There is one span to output from the data below: the lines starting at the line with "Target: acoustic guitar" and ending at the line with "Target: lower bunk mattress". Output it exactly, ends included, nothing more.
—————
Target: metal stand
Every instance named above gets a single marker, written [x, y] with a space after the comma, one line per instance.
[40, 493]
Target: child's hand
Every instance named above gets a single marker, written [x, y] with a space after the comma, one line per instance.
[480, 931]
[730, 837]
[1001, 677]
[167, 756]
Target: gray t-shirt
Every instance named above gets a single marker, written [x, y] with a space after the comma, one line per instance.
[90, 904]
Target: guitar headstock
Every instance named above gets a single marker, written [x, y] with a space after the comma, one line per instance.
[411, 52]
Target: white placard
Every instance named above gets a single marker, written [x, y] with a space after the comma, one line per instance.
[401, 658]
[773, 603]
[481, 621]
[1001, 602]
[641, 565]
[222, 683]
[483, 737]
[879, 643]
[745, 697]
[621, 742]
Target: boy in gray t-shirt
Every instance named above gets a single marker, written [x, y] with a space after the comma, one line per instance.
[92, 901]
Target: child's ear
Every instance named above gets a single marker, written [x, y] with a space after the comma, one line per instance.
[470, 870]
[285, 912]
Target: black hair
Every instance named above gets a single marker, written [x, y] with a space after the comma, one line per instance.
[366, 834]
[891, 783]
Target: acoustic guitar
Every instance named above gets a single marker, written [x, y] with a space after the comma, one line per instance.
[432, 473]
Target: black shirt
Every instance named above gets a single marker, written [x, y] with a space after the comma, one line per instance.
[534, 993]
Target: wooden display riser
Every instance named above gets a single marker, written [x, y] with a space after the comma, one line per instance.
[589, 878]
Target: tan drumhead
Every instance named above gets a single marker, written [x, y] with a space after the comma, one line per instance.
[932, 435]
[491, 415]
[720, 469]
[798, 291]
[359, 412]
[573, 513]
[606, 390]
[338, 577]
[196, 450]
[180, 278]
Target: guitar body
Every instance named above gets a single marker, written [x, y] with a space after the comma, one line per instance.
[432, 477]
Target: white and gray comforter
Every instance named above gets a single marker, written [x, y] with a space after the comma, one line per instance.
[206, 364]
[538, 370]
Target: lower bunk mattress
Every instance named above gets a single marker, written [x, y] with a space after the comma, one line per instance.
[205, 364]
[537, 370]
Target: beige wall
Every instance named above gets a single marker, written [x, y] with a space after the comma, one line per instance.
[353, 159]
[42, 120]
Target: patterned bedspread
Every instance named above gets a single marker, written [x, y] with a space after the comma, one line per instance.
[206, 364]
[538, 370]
—————
**WRITTEN RESPONSE:**
Target: acoustic guitar
Every instance named above gets a single marker, written [x, y] with a space after the comma, one line per instance.
[432, 473]
Target: black shirt
Every instance named above gets a single marker, written [x, y] with a space after the comma, one line per instance.
[534, 993]
Target: wooden display riser
Every instance named above gets a single marker, written [x, y] with a space after the comma, one line per instance.
[589, 878]
Target: tan drumhead
Every instance named above gets a single marker, written [x, y] with a space after the comma, one line per instance.
[932, 435]
[491, 415]
[720, 469]
[798, 291]
[359, 412]
[573, 513]
[606, 390]
[338, 577]
[196, 450]
[180, 278]
Target: guitar body
Every instance named above gets a single marker, written [x, y] with a space after the comma, one line per instance.
[432, 477]
Target: white and gray comforter
Every instance named above gets a single marker, written [x, y] with a space after the comma, one line per instance.
[206, 364]
[538, 370]
Target: lower bunk mattress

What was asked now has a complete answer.